▸ Exercise
Output only the span of lines that begins at the line containing "464L429 471V454L413 436L371" and ends at the last line of the data, both included, exactly as they appear.

[Stored data entries]
· · ·

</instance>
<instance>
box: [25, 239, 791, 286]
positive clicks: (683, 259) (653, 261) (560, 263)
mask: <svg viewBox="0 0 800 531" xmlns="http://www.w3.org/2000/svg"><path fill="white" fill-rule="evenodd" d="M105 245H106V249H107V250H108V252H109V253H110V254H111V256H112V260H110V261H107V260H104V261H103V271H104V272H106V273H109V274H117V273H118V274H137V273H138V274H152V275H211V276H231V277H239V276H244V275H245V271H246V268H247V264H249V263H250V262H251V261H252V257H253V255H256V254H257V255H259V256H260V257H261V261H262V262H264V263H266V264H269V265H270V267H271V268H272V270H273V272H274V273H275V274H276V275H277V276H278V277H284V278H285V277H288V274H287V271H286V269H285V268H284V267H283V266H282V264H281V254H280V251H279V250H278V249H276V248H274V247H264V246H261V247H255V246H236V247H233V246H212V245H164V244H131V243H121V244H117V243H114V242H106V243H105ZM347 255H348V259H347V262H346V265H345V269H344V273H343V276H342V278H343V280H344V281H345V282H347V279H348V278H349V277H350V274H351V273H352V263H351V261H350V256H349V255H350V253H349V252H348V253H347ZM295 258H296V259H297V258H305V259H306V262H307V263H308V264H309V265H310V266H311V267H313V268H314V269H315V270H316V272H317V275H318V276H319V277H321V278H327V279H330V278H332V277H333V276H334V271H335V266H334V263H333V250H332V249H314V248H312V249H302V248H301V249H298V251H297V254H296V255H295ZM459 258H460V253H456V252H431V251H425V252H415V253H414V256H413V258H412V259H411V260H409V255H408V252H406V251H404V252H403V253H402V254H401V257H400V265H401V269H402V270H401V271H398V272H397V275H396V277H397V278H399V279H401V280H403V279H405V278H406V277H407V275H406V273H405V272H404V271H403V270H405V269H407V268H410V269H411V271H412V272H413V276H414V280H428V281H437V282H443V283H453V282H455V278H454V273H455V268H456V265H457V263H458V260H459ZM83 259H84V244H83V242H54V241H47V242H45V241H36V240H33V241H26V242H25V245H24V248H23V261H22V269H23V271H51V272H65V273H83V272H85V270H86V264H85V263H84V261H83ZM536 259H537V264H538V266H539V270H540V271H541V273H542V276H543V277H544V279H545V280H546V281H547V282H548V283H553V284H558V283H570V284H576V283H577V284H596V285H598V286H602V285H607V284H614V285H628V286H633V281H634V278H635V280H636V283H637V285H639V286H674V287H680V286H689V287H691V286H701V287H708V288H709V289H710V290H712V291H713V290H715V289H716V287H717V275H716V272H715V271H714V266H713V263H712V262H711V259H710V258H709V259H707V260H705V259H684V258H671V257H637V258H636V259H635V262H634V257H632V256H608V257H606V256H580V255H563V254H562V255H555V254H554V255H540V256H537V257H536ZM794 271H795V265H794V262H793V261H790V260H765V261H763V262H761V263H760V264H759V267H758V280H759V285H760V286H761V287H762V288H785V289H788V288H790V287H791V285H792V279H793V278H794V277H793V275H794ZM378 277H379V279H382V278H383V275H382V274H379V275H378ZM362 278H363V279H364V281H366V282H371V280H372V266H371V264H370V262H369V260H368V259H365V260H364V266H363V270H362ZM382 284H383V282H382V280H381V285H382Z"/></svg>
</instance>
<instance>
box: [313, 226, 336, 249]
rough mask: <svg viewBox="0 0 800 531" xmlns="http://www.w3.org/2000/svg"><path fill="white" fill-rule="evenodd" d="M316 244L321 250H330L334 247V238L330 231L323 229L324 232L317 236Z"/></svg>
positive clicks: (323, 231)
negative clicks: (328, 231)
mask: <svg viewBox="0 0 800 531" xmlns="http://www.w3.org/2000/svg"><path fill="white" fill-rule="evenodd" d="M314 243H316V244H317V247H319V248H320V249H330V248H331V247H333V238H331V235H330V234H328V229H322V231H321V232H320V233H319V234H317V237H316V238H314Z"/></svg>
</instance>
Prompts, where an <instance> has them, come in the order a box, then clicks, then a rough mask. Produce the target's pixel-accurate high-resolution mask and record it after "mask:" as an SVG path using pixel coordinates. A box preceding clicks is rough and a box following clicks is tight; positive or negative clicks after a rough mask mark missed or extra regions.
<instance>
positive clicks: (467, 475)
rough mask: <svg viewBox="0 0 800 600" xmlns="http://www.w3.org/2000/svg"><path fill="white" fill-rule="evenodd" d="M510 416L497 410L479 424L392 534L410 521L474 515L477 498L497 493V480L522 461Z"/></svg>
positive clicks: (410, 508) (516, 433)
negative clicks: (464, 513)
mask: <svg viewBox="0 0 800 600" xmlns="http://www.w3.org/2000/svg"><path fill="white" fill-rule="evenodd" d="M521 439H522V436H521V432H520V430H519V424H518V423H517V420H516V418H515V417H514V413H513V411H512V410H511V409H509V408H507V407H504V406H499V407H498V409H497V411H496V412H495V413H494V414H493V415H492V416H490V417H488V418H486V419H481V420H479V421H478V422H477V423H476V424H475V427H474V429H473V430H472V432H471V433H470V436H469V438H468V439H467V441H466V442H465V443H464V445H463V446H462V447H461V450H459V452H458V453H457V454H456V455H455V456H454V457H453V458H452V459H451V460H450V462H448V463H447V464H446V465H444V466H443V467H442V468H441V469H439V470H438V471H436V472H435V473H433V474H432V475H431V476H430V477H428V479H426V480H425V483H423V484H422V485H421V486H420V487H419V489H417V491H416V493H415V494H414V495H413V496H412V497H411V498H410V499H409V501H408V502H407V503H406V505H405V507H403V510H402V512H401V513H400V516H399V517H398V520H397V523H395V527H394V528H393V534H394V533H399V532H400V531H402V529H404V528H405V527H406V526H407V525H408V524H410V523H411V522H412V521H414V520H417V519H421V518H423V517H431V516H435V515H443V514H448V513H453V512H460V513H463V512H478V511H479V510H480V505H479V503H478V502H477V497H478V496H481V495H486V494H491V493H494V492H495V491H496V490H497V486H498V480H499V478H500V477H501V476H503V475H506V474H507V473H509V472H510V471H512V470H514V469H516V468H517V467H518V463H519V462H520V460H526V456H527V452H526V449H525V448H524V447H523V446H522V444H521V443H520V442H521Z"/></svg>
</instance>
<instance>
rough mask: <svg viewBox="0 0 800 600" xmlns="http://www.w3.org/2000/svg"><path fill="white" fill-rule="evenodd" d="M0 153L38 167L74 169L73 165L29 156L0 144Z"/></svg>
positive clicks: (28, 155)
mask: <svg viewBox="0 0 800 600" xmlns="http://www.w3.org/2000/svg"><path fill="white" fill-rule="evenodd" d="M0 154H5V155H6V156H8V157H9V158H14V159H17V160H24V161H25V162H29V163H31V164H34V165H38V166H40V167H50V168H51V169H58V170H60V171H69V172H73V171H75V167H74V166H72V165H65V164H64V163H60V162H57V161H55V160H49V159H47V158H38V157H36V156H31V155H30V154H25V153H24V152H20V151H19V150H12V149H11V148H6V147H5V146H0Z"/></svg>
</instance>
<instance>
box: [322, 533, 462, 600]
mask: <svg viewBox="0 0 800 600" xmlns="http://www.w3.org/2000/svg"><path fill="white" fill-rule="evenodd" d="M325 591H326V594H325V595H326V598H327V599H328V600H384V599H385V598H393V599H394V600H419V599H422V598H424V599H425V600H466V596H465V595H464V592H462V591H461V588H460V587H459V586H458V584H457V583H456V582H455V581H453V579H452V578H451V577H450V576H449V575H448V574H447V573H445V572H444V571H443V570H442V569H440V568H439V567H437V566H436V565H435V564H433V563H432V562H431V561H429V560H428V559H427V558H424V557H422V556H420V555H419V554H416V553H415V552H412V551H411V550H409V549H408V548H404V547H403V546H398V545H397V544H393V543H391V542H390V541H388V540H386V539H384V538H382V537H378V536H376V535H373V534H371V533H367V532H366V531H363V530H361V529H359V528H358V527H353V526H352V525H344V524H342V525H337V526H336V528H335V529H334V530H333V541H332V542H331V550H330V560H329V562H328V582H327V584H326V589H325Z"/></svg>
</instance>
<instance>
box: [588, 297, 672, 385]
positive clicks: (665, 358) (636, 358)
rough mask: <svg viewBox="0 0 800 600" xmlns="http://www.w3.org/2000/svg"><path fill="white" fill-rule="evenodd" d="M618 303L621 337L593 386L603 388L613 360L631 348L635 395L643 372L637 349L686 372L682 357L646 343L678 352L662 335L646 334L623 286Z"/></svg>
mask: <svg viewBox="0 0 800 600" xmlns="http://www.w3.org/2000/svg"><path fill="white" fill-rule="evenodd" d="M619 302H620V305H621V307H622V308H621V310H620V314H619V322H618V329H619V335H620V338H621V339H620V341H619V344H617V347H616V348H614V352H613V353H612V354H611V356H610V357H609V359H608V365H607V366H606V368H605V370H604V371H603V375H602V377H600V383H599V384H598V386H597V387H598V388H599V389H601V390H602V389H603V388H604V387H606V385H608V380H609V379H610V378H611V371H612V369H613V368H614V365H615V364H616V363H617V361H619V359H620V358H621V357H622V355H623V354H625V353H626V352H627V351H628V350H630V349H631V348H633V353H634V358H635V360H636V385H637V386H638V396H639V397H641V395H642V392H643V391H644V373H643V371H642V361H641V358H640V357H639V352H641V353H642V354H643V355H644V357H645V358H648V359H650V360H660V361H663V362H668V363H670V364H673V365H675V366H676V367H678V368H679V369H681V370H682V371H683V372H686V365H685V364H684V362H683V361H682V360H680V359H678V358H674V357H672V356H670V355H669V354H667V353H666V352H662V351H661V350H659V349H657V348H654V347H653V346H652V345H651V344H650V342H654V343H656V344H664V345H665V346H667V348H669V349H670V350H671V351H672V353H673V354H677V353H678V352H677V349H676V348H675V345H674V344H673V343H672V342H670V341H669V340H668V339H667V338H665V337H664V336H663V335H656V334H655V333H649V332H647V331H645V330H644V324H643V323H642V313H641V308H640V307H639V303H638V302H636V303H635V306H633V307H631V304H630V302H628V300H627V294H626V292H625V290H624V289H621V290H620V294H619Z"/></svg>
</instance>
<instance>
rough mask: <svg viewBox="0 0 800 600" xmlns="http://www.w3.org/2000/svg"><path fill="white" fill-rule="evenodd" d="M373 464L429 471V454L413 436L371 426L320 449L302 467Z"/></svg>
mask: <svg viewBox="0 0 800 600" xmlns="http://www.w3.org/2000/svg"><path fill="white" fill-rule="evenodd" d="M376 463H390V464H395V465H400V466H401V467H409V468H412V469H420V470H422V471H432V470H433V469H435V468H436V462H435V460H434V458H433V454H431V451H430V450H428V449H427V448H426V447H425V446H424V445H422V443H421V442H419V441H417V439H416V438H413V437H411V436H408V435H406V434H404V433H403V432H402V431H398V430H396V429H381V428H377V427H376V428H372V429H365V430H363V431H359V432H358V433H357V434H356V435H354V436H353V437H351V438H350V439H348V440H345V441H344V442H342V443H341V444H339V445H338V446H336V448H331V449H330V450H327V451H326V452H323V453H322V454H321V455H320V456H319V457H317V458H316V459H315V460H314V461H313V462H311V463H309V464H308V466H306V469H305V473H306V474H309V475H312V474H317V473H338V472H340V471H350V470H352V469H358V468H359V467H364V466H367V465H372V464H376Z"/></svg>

· · ·

▸ Response to this task
rough mask: <svg viewBox="0 0 800 600" xmlns="http://www.w3.org/2000/svg"><path fill="white" fill-rule="evenodd" d="M373 464L429 471V454L413 436L371 426L320 449L302 467Z"/></svg>
mask: <svg viewBox="0 0 800 600" xmlns="http://www.w3.org/2000/svg"><path fill="white" fill-rule="evenodd" d="M376 463H390V464H395V465H400V466H401V467H409V468H412V469H420V470H422V471H432V470H433V469H435V468H436V462H435V460H434V458H433V454H431V451H430V450H428V449H427V448H426V447H425V446H424V445H422V443H421V442H419V441H417V439H416V438H413V437H411V436H408V435H406V434H404V433H403V432H402V431H398V430H396V429H381V428H377V427H376V428H372V429H365V430H363V431H359V432H358V433H357V434H356V435H354V436H353V437H351V438H350V439H348V440H345V441H344V442H342V443H341V444H339V445H338V446H336V448H331V449H330V450H327V451H326V452H323V453H322V454H321V455H320V456H319V457H317V458H316V459H315V460H314V461H313V462H311V463H309V464H308V466H306V469H305V473H306V474H309V475H312V474H317V473H338V472H340V471H350V470H352V469H358V468H359V467H364V466H367V465H372V464H376Z"/></svg>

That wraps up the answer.